WHAT THE EXERCISE ASKS
Only the lines starting at the one that contains "Target: sea" and running to the end should be repeated, exactly as written.

PROVIDED INFORMATION
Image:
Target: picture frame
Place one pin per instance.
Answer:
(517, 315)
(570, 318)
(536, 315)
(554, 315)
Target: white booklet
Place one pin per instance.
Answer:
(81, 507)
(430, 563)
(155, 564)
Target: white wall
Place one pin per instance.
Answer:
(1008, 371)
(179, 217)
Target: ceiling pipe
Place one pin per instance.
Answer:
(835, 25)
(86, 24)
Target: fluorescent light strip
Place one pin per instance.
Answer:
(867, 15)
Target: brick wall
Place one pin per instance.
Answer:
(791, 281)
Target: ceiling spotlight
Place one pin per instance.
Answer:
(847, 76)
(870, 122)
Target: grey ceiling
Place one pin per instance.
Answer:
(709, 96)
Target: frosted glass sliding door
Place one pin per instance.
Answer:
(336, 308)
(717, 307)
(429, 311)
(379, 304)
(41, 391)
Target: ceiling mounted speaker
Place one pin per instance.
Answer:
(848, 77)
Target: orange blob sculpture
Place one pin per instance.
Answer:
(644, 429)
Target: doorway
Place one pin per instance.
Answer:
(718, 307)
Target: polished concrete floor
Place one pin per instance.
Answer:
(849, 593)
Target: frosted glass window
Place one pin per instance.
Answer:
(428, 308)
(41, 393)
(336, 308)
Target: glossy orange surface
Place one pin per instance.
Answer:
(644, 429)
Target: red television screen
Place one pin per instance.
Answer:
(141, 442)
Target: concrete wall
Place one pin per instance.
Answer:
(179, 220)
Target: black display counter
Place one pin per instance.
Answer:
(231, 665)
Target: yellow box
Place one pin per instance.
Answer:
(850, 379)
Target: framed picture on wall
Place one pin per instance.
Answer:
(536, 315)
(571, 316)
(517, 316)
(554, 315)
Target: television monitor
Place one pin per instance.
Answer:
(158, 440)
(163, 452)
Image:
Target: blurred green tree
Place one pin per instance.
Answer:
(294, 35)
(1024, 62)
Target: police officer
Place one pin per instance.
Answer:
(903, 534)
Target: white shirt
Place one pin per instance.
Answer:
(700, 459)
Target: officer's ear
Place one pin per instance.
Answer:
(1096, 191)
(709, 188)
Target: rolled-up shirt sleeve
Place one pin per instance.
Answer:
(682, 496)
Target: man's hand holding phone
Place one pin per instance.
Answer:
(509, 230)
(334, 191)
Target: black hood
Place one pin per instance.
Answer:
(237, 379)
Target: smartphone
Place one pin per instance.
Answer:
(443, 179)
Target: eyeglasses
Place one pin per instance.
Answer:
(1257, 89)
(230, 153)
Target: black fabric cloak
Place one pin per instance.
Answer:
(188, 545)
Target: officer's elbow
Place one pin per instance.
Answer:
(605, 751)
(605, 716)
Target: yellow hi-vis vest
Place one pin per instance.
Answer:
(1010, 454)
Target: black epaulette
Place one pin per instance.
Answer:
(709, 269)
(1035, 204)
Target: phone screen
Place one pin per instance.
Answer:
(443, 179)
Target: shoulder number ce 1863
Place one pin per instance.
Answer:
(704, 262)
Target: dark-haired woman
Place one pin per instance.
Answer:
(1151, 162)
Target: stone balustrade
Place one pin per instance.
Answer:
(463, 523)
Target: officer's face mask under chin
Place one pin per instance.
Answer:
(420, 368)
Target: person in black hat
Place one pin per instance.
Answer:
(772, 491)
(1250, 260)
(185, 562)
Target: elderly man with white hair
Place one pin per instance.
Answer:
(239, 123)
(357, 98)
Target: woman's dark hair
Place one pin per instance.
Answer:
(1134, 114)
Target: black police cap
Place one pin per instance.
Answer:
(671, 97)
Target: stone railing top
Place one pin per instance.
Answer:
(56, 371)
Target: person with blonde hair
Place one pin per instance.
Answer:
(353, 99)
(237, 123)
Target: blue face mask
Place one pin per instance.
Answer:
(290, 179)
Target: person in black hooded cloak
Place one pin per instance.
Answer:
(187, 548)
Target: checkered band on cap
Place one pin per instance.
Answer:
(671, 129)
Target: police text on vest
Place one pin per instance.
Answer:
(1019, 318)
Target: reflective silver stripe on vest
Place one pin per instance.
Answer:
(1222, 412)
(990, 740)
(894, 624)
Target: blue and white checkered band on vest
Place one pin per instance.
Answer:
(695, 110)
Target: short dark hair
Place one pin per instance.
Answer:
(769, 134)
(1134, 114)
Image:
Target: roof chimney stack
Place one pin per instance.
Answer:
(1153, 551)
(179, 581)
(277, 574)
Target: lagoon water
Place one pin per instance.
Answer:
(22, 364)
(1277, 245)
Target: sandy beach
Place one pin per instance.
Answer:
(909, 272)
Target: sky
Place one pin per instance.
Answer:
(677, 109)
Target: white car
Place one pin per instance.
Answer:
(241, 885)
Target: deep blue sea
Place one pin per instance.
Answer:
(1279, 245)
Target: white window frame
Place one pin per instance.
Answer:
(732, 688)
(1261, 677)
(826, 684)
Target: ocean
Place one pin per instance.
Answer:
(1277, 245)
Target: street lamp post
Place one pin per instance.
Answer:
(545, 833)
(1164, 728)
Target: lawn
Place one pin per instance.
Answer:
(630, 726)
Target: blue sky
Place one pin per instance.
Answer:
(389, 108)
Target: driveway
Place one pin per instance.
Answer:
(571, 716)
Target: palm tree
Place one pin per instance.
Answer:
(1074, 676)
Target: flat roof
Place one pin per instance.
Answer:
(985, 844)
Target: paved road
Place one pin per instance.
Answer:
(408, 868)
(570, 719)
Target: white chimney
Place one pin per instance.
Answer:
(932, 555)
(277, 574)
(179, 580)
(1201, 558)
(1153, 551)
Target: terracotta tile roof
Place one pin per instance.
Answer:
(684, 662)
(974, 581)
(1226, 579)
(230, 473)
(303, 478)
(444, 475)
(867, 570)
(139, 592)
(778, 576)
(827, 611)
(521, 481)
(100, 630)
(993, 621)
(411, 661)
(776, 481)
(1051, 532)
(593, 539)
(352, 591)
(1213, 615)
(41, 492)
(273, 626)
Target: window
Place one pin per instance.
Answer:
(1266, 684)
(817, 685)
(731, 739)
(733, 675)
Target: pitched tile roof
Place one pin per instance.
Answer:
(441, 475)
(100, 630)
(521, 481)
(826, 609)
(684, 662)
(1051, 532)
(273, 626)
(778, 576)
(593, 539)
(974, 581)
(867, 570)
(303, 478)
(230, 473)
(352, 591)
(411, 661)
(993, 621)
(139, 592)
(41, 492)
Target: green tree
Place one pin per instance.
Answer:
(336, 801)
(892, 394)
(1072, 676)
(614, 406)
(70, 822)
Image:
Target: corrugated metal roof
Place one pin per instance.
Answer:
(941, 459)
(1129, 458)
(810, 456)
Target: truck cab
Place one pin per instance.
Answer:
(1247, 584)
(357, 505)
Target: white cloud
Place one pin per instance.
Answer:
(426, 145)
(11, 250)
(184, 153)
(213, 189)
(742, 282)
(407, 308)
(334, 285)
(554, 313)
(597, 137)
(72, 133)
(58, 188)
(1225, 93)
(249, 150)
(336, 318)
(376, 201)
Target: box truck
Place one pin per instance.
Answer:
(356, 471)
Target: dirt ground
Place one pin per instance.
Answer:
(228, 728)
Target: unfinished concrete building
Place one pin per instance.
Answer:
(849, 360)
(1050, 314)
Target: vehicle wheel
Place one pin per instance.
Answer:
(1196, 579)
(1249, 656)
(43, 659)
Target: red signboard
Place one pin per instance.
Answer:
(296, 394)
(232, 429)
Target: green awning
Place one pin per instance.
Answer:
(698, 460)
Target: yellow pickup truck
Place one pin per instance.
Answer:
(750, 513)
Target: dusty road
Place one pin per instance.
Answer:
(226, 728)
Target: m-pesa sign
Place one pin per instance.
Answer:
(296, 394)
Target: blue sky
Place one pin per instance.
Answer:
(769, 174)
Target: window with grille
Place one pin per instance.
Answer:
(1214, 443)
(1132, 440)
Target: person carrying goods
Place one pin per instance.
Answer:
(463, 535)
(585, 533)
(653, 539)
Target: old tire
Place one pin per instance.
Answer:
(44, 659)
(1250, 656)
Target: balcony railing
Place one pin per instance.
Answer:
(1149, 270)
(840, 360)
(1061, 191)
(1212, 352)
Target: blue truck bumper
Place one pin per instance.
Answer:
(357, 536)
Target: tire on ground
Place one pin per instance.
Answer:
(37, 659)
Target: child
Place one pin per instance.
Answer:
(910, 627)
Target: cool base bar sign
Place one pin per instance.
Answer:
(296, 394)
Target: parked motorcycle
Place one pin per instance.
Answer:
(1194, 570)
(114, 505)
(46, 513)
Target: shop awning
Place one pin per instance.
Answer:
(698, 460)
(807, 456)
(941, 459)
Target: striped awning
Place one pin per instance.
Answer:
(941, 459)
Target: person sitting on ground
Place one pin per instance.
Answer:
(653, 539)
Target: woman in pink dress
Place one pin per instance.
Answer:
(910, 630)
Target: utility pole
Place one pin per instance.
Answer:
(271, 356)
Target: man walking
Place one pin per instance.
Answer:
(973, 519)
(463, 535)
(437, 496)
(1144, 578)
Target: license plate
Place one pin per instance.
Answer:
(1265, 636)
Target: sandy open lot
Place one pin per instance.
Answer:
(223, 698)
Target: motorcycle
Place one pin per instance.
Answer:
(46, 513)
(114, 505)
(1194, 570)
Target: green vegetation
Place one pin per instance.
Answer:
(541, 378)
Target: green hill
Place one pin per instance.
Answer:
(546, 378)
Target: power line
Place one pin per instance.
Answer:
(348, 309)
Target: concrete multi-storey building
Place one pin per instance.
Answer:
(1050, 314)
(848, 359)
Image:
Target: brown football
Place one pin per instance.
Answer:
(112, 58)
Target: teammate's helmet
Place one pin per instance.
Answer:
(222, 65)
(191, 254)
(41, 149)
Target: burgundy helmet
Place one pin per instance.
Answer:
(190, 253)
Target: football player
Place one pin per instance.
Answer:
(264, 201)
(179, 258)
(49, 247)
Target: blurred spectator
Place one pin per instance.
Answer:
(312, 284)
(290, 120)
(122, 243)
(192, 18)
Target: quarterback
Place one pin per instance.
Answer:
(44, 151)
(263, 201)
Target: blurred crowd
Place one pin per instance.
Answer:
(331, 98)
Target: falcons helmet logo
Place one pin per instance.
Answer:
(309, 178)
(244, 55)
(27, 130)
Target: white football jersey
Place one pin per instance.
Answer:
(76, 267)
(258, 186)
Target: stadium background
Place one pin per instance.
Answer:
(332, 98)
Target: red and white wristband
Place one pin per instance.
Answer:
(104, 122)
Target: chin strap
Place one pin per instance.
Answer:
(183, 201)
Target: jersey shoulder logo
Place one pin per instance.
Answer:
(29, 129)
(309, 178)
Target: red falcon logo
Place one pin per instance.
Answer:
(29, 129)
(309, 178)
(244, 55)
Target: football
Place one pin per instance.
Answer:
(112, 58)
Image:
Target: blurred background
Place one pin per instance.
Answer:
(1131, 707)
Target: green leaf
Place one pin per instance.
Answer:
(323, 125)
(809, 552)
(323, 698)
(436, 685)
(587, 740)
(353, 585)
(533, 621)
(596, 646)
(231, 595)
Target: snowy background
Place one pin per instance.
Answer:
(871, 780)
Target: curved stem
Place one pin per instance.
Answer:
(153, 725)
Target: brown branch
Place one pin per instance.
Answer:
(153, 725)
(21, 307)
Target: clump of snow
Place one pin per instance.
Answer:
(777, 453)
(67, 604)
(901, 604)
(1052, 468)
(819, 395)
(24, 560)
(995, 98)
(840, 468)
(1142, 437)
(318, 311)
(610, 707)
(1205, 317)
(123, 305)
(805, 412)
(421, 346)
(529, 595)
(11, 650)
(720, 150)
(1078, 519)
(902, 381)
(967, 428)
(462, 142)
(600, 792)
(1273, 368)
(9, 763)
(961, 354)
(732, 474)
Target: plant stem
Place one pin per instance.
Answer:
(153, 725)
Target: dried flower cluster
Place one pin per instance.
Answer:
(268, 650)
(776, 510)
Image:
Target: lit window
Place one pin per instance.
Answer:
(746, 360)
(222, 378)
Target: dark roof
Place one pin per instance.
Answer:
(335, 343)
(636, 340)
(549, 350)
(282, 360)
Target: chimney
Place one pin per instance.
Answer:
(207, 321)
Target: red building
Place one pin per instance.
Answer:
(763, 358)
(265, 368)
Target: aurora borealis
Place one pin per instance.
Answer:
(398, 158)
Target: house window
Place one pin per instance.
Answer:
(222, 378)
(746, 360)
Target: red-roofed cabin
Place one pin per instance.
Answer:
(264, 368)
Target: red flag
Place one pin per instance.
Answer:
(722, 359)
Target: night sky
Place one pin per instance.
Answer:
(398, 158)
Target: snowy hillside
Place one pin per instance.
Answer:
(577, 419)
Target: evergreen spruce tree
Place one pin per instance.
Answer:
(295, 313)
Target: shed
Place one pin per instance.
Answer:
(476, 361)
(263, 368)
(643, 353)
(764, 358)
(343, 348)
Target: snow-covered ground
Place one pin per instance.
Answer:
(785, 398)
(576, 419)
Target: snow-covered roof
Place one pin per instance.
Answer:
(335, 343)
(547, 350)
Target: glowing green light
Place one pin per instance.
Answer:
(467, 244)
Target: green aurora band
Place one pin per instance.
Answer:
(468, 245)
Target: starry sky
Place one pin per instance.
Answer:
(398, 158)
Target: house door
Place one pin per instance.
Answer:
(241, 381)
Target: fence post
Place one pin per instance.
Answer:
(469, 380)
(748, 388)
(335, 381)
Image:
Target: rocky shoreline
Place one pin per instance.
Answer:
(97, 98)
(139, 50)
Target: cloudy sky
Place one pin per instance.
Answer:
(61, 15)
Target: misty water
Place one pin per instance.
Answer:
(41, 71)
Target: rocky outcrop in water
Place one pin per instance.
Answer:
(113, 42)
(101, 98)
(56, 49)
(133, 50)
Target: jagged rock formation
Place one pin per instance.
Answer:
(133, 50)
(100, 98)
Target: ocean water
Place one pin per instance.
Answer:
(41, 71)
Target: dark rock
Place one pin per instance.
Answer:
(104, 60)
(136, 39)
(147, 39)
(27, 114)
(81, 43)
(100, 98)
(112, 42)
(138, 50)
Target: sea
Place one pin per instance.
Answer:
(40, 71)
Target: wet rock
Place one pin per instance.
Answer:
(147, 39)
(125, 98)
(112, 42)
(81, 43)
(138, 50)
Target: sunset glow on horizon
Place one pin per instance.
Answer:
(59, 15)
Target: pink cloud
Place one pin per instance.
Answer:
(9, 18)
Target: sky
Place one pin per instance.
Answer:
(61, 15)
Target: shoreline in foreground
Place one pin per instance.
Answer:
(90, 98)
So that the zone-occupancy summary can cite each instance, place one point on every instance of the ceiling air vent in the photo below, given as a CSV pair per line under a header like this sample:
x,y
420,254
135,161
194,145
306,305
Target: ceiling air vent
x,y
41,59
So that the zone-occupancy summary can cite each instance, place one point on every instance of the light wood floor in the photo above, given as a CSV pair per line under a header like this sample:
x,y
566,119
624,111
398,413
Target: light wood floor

TASK RESULT
Target: sea
Place one pin per instance.
Answer:
(40, 71)
Target: wet rock
Place one pin per instance.
Answer:
(147, 39)
(125, 98)
(112, 42)
(81, 43)
(138, 50)
Target: sunset glow on horizon
Place one pin per instance.
Answer:
(59, 15)
Target: pink cloud
Place one pin per instance.
Answer:
(9, 18)
Target: sky
Place one pin per instance.
Answer:
(61, 15)
Target: shoreline in foreground
Place one pin per instance.
Answer:
(90, 98)
So that the zone-occupancy summary can cite each instance, place one point on every instance of the ceiling air vent in the photo below, given as a CSV pair per line under a header like this sample:
x,y
420,254
135,161
194,145
306,305
Target: ceiling air vent
x,y
41,59
So that the zone-occupancy summary can cite each instance, place one point on every instance of the light wood floor in the photo above, given as a CSV pair per line under a header like this sample:
x,y
566,119
624,111
398,413
Target: light wood floor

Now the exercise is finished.